» **WORK REQUIRED**
Which lines run from the one containing "Could you please annotate the window" to the end of the entries? Quote them exactly, and nothing else.

----------

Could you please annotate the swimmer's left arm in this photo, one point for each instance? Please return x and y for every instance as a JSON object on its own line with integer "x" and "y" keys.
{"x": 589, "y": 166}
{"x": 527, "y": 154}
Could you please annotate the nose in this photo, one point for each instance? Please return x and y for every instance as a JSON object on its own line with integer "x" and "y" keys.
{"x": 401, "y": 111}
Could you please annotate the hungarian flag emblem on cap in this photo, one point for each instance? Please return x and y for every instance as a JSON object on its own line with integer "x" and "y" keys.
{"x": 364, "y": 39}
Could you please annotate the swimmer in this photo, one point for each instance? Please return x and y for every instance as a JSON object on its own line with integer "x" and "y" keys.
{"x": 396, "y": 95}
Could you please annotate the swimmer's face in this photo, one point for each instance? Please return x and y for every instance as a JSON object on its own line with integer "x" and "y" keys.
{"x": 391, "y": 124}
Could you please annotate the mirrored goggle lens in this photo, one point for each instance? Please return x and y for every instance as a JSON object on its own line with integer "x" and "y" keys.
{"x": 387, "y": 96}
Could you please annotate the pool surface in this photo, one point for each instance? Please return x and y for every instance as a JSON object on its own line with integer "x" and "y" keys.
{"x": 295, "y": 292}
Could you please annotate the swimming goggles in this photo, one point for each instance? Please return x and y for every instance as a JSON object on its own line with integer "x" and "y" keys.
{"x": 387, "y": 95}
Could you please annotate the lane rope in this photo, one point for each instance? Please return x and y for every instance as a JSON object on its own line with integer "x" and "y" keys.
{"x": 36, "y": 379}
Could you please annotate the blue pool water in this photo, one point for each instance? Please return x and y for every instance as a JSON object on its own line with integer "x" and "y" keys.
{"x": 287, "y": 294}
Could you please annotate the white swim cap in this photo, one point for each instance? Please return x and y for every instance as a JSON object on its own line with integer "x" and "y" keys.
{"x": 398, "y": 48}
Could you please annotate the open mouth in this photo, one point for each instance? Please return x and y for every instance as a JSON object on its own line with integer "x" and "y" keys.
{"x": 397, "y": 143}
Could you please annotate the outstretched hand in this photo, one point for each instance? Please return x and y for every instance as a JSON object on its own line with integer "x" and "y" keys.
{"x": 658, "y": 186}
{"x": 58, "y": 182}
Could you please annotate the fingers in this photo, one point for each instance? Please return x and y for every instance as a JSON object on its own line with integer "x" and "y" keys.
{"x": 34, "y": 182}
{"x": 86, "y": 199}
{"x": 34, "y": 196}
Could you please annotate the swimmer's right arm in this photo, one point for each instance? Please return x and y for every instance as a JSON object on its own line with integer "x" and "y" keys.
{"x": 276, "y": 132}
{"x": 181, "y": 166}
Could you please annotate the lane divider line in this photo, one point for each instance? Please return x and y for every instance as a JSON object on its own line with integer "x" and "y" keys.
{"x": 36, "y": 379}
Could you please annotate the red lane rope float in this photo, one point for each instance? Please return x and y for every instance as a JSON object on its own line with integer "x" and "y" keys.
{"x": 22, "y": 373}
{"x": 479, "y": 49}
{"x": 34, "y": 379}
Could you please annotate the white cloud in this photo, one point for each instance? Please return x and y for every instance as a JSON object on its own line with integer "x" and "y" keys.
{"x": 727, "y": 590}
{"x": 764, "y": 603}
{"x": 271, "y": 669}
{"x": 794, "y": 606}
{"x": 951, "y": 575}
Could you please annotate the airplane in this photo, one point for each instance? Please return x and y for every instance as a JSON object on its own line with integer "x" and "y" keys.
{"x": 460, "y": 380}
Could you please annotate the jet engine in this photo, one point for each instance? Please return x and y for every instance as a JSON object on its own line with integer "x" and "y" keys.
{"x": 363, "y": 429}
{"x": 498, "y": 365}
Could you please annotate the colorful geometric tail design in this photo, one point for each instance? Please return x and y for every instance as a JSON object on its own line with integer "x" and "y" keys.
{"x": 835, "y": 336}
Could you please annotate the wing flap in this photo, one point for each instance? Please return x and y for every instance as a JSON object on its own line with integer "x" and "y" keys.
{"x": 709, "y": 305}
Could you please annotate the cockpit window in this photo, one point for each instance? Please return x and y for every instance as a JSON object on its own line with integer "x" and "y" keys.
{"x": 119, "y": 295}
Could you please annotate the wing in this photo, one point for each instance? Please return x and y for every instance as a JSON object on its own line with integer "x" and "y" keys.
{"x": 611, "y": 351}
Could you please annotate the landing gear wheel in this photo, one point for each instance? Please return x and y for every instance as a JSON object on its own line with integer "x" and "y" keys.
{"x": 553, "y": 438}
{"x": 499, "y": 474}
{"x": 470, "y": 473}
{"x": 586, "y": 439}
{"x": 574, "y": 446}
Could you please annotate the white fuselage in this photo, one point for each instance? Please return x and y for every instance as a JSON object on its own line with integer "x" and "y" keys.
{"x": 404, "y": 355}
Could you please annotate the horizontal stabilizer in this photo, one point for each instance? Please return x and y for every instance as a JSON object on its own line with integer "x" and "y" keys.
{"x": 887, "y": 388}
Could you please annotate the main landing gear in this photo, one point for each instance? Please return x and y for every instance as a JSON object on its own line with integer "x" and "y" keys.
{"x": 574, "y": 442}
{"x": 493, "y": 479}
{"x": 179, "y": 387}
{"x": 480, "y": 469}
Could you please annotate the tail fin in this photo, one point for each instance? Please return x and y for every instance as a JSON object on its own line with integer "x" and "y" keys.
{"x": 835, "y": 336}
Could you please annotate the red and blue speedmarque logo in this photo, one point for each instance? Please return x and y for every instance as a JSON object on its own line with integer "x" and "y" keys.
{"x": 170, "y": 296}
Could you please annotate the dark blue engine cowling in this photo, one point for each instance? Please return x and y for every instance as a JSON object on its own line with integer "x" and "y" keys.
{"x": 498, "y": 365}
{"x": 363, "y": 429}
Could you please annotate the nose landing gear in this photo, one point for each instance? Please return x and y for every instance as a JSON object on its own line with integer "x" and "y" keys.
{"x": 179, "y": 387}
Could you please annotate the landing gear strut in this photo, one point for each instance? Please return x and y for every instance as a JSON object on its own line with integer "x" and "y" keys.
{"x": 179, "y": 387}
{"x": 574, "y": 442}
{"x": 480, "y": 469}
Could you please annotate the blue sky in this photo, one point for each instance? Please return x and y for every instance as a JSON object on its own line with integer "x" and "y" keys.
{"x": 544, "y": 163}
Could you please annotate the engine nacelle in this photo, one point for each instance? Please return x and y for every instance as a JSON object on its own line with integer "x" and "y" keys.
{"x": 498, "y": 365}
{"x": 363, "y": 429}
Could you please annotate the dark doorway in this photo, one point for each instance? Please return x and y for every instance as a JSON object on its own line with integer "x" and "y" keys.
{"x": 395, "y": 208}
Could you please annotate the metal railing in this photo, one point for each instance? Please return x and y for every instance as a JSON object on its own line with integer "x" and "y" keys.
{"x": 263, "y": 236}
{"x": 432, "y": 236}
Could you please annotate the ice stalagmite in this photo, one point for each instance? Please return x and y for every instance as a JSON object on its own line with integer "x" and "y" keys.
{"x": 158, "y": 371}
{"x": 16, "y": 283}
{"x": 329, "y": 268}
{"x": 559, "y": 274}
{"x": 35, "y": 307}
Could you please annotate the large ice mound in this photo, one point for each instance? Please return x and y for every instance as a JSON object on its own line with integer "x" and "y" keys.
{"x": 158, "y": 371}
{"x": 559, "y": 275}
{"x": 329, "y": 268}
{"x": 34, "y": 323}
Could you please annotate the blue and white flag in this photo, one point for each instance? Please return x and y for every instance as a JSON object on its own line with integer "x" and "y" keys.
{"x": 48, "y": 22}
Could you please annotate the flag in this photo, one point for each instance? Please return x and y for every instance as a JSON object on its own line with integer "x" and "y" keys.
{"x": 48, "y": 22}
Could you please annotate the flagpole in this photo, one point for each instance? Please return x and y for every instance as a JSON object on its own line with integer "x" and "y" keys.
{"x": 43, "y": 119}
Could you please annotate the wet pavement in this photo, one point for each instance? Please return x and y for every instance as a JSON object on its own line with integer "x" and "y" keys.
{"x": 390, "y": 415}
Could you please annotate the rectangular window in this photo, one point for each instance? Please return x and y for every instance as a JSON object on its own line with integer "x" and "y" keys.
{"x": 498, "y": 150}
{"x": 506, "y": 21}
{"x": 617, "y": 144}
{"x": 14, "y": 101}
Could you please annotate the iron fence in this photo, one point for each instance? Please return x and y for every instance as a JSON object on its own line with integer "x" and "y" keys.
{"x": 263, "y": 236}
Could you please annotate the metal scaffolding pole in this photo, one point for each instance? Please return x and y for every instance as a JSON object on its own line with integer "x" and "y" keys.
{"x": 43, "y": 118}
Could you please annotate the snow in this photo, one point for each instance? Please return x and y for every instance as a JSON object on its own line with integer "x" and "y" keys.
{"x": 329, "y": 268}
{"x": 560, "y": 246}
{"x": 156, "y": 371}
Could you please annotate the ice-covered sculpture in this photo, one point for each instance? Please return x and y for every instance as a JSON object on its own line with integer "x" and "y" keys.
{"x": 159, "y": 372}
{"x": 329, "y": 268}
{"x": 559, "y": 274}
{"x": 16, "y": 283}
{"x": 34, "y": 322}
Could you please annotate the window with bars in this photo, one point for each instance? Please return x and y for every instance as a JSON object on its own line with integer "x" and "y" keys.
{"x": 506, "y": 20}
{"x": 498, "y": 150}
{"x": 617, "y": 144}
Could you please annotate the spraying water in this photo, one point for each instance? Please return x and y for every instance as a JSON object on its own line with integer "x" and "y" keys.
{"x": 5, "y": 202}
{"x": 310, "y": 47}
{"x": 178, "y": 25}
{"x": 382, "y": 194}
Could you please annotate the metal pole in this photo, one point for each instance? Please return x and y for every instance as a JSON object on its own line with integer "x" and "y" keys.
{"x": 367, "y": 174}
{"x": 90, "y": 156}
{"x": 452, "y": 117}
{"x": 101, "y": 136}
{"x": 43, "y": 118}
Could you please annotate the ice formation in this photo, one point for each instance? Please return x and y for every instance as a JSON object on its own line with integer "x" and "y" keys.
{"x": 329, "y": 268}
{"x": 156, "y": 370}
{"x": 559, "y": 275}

----------

» **OUTPUT FOR THIS EXERCISE**
Could you please annotate the window with bars in this photo, one point for each instance? Please return x and y for every instance as a JSON object on its own line with integer "x" and "y" keys.
{"x": 506, "y": 20}
{"x": 498, "y": 150}
{"x": 617, "y": 144}
Could you please annotate the spraying water in this photo, one point for each instance? Please return x and y for every instance as a JSON object on its own line with integer "x" and "y" keys.
{"x": 5, "y": 202}
{"x": 310, "y": 47}
{"x": 178, "y": 25}
{"x": 382, "y": 194}
Could you please annotate the metal pole in this photo, one point for each instance? Please return x and y for every instance as a JSON object on its own line with integer "x" and "y" keys.
{"x": 367, "y": 174}
{"x": 90, "y": 156}
{"x": 452, "y": 117}
{"x": 101, "y": 136}
{"x": 43, "y": 118}
Could you please annotate the ice formation in this photo, one point for each instance? Please return x and y for every instance as a JSON object on its own line with integer "x" and "y" keys.
{"x": 329, "y": 268}
{"x": 156, "y": 370}
{"x": 559, "y": 275}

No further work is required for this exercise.